**Exercise prompt**
Collect each line in the listing below that includes the word "concrete", copying every such line unchanged.

**Record list**
====================
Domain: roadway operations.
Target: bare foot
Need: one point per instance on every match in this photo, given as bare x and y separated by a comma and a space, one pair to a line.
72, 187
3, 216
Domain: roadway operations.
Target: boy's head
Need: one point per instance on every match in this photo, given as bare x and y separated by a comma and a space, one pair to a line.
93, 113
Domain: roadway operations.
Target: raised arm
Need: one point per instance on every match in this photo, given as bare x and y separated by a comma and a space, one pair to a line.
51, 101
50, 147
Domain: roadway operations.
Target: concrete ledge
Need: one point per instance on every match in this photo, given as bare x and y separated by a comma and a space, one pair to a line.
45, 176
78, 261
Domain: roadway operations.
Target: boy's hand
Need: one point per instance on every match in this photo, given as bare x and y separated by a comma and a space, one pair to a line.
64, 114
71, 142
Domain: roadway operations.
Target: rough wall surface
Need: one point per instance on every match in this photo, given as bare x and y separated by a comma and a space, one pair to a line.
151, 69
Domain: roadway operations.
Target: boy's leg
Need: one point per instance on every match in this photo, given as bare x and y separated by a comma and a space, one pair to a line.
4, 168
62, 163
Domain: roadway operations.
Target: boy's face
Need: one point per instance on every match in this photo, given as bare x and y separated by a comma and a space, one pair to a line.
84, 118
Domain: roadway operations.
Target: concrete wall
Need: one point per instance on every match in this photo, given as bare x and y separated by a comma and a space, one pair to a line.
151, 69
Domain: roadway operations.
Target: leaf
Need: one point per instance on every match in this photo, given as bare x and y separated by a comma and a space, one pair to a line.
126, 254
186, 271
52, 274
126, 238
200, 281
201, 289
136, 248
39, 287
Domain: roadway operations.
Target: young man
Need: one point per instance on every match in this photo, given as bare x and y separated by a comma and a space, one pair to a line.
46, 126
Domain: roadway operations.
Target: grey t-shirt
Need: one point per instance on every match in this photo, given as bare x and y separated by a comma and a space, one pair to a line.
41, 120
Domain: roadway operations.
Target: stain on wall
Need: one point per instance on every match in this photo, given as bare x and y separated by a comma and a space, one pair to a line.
====================
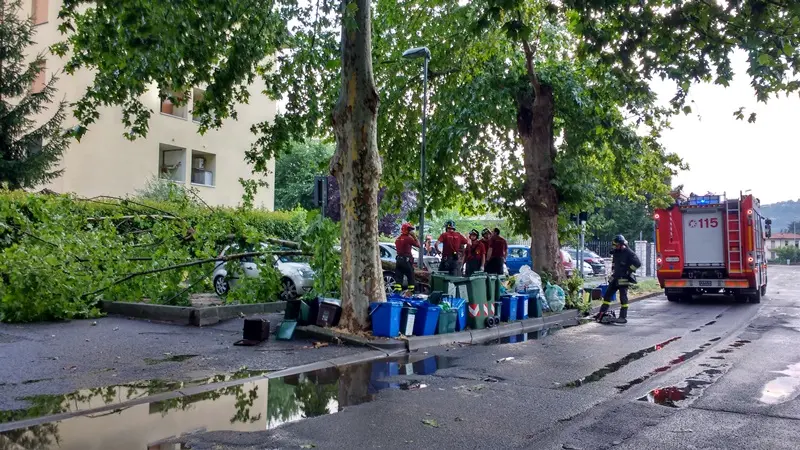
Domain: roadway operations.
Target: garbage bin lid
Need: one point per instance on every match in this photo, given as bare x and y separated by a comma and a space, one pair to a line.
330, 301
====================
**Result of the task**
Target: concrete ledge
Target: concrete wall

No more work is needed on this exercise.